_DATA PROVIDED:_
++++
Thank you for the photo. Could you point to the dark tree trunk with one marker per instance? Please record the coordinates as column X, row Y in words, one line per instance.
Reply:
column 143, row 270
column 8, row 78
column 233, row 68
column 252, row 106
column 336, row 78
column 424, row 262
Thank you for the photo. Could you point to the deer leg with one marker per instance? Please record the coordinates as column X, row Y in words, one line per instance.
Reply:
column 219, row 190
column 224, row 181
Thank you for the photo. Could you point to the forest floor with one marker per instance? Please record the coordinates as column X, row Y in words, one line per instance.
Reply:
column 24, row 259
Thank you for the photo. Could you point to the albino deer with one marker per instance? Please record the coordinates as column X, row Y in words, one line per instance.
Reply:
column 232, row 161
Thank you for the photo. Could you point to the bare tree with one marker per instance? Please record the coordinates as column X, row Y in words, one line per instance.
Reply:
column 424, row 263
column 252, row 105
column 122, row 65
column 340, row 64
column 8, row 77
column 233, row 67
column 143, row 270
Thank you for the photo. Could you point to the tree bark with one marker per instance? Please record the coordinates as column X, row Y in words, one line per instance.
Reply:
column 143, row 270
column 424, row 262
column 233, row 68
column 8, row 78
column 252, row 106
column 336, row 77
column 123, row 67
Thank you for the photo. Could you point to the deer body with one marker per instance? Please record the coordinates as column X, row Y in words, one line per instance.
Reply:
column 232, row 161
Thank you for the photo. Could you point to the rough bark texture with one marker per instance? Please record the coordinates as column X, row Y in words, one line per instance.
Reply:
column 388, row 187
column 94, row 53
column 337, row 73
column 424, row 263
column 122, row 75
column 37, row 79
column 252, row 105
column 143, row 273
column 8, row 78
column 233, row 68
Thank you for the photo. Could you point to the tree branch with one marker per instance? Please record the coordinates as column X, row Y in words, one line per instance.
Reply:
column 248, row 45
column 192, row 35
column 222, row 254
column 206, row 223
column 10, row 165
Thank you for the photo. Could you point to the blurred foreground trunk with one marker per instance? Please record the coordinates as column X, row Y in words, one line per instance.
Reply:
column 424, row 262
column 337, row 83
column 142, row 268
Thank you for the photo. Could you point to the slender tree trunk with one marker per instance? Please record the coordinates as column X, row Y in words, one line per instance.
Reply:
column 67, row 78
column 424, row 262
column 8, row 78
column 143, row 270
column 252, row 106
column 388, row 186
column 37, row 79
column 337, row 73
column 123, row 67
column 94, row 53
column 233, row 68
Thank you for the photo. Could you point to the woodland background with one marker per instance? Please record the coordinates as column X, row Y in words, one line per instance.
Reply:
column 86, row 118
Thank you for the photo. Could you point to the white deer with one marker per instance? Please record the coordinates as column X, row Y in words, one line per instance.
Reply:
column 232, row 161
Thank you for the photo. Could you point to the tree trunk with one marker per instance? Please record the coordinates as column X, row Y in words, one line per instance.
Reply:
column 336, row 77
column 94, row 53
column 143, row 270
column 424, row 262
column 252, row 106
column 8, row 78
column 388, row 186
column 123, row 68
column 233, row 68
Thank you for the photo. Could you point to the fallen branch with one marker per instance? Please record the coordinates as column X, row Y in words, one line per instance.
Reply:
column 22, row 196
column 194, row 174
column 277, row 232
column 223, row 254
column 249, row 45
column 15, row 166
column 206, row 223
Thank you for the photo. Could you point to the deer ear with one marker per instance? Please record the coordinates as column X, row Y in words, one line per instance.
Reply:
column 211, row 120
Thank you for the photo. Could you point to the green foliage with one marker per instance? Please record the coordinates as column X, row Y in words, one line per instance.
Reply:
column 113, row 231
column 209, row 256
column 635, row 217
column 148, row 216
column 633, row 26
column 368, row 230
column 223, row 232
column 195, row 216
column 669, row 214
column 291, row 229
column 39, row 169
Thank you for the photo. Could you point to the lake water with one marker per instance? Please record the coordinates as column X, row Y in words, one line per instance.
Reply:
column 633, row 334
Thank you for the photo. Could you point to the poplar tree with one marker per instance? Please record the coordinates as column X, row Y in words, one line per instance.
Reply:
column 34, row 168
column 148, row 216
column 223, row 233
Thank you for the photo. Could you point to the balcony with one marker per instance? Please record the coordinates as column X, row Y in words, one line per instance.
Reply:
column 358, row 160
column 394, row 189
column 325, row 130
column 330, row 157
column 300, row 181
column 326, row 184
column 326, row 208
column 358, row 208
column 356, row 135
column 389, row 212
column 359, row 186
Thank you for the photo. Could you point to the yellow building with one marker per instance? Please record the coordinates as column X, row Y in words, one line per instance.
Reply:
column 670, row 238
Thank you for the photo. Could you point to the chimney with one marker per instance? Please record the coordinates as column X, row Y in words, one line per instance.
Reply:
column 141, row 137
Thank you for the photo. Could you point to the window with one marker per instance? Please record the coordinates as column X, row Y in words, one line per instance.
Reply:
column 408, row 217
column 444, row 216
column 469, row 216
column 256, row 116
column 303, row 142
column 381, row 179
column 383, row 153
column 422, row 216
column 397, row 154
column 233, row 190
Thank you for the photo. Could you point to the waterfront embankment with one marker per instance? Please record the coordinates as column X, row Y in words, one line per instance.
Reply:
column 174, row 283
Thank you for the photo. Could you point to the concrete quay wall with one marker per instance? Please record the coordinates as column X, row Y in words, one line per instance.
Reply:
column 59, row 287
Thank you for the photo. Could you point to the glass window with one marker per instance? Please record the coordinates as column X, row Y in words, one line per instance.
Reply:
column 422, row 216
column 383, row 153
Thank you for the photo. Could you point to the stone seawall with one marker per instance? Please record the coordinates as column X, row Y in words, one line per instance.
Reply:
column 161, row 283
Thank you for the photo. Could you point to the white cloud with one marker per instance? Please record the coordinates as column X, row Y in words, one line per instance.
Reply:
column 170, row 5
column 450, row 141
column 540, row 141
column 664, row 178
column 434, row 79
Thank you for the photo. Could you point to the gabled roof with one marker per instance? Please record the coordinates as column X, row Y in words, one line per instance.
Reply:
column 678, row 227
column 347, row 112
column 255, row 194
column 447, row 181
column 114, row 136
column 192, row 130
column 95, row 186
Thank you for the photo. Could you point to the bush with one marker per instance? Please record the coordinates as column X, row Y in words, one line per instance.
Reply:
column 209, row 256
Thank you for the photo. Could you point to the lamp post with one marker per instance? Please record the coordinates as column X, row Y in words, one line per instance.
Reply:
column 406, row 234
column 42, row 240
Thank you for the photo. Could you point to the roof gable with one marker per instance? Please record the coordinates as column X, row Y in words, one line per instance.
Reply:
++++
Rewrite the stretch of the records from the line that contains "Thank you for the photo. Could you point to the albino" through the line that contains "column 142, row 268", putting "pin" wherever "marker" occurs and changing nothing else. Give only those lines.

_FINISHED ANSWER:_
Thank you for the photo. Could you point to the albino deer with one pin per instance? Please record the coordinates as column X, row Y in words, one line per instance.
Reply:
column 232, row 161
Thank you for the photo. Could you point to the bare tree with one pin per instance? Please record the coordinates as column X, row Y in words, one line per instance.
Reply:
column 424, row 263
column 252, row 105
column 122, row 65
column 340, row 64
column 8, row 77
column 233, row 67
column 143, row 270
Thank you for the photo. Could you point to the tree bark with one pin per instance? Please record the coordinates as column X, row Y in words, one line per instance.
Reply:
column 143, row 270
column 424, row 262
column 233, row 68
column 8, row 78
column 252, row 106
column 336, row 77
column 123, row 67
Thank you for the photo. Could you point to the deer body with one pin per instance? Please record the coordinates as column X, row Y in words, one line per instance.
Reply:
column 232, row 161
Thank you for the photo. Could you point to the rough bark texture with one pin per instance? Please record the coordinates as column X, row Y in words, one line per instance.
Reply:
column 388, row 187
column 94, row 53
column 337, row 73
column 424, row 263
column 122, row 75
column 37, row 79
column 252, row 105
column 143, row 273
column 8, row 78
column 233, row 68
Thank you for the photo. Could you point to the tree branch with one pin per instance? Please record the coordinates as column X, row Y in words, one line per instance.
Reply:
column 248, row 45
column 192, row 35
column 222, row 254
column 206, row 223
column 10, row 165
Thank you for the photo. Could you point to the blurred foreground trunk with one pin per instance? Please record the coordinates as column X, row Y in words, one line per instance.
Reply:
column 424, row 262
column 337, row 83
column 142, row 268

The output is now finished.